* [Problem to work on]:
Would you please return the lines of the entries below starting at the line that has "out the woman" and ending at the line that has "out the framed", both included, exactly as they are?
*** Opening of Stored data ***
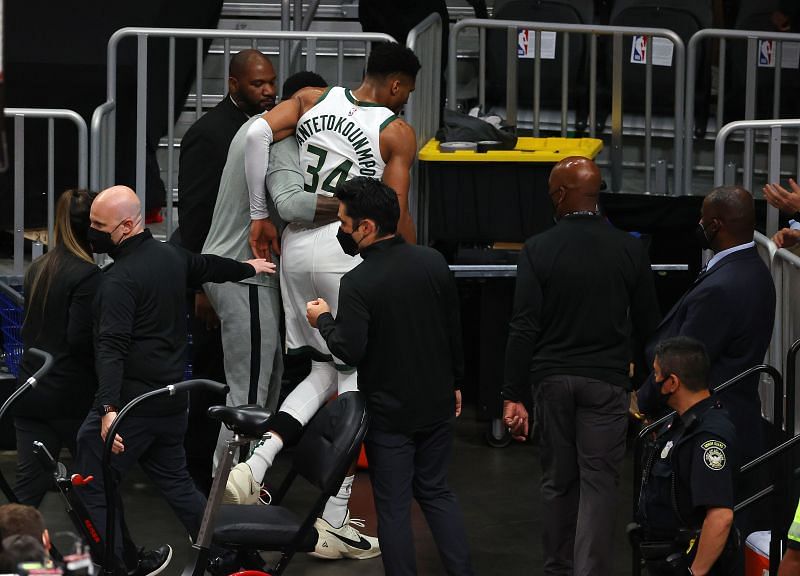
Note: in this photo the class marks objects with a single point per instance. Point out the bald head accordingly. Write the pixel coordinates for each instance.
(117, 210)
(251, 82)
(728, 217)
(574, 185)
*** Close of Stored data ***
*** Opening of Stored data ***
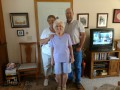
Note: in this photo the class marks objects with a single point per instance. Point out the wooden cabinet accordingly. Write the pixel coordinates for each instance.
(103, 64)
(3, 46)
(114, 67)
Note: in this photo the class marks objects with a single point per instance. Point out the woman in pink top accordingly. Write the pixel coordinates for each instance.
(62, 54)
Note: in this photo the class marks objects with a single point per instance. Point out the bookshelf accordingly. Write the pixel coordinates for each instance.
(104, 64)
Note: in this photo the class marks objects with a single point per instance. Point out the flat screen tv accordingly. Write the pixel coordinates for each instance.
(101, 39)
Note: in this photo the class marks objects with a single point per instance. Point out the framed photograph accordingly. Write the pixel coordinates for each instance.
*** Close of Stored data ***
* [Answer to this problem]:
Note: in this photo the class marks objects with a single point per instance. Point out the woman in pink top accordingly. Write the pixel coordinates for each instance.
(62, 54)
Note: in this photo the class marks objects with a single point per instance. Point out the bookshelf accordingly. Write the pixel coordinates for each instance.
(104, 64)
Note: in this photo the class marks objects with a single point per instance. Point out the flat screen tv accordingly. Write the pixel coordinates for each instance.
(101, 39)
Note: in this photo the class marks objects with a single point per instance. Point out the framed photograph accordingly. Write the pixel coordinates for each instance.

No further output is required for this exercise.